> EXERCISE OBJECTIVE: Please write out the records from their first line through the line containing "[33,31,56,64]", including that line, and omit the pictures.

** BEGIN RECORDED INFORMATION **

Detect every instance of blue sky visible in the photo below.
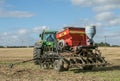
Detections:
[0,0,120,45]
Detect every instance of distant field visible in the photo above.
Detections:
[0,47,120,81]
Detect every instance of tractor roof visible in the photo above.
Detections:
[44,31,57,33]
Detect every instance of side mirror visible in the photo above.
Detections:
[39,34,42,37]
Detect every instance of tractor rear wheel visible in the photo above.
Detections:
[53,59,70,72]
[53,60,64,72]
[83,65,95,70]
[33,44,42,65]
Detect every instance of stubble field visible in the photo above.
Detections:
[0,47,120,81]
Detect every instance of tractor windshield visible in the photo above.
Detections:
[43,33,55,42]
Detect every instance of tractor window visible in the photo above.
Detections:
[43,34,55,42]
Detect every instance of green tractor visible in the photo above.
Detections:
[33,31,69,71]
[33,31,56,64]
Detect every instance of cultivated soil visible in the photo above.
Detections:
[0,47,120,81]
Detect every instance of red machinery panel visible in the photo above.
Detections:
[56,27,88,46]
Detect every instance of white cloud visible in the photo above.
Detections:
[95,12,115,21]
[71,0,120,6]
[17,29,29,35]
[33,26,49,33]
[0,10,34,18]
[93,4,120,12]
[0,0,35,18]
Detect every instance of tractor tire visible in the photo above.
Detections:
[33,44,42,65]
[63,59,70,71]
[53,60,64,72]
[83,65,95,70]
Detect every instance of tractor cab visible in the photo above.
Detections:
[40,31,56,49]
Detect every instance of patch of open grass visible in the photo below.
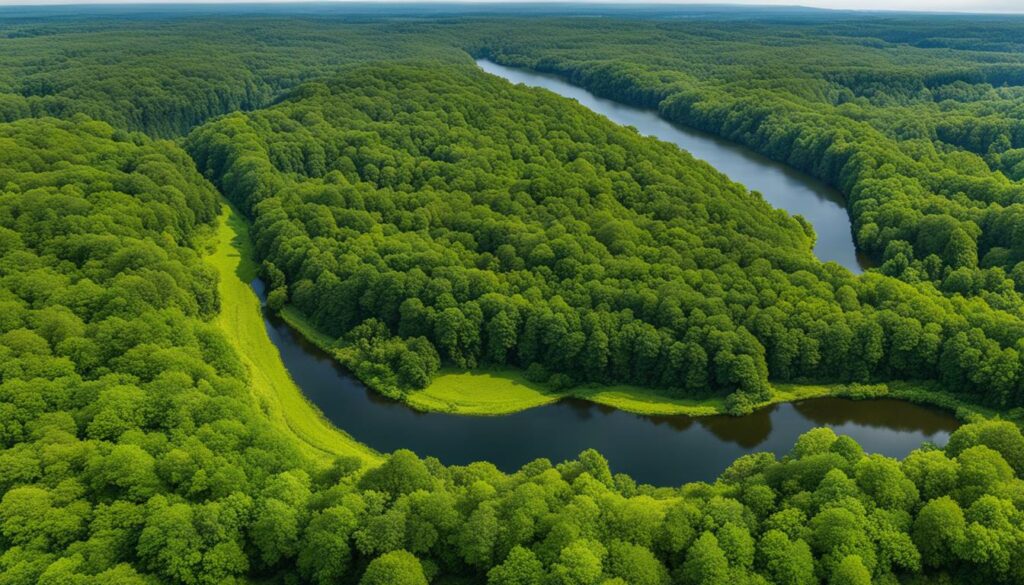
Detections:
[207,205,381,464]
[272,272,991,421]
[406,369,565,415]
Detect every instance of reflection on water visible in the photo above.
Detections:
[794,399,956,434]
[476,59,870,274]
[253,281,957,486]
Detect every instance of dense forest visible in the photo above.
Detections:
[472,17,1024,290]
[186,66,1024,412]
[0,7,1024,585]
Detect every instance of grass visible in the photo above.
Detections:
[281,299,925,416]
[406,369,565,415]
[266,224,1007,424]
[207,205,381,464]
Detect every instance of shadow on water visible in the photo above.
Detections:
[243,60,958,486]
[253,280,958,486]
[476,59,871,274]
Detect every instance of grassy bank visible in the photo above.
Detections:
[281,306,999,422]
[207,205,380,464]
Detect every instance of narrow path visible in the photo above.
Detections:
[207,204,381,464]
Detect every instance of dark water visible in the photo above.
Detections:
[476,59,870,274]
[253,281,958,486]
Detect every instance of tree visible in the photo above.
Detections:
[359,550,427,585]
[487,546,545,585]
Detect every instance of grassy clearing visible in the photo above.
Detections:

** END RECORDED INFORMATION **

> WORKED ANSWER:
Detect every instance of blue sky visible in the photo below.
Detections:
[0,0,120,45]
Detect every instance of distant field visible in the photo above.
Detections:
[0,47,120,81]
Detect every instance of tractor roof visible in the photo above.
Detections:
[44,31,57,33]
Detect every instance of side mirror visible in the photo above.
Detections:
[39,34,42,37]
Detect every instance of tractor rear wheel visible in the photo above.
Detections:
[53,59,70,72]
[53,60,64,72]
[83,65,95,70]
[33,44,42,65]
Detect every instance of stubble field visible in the photo above.
Detections:
[0,47,120,81]
Detect every instance of tractor windshield visible in the photo above.
Detections:
[43,33,55,42]
Detect every instance of tractor window visible in the photo above.
Detections:
[43,34,55,42]
Detect every instance of green tractor visible in the photo above.
Detections:
[33,31,69,71]
[33,31,56,64]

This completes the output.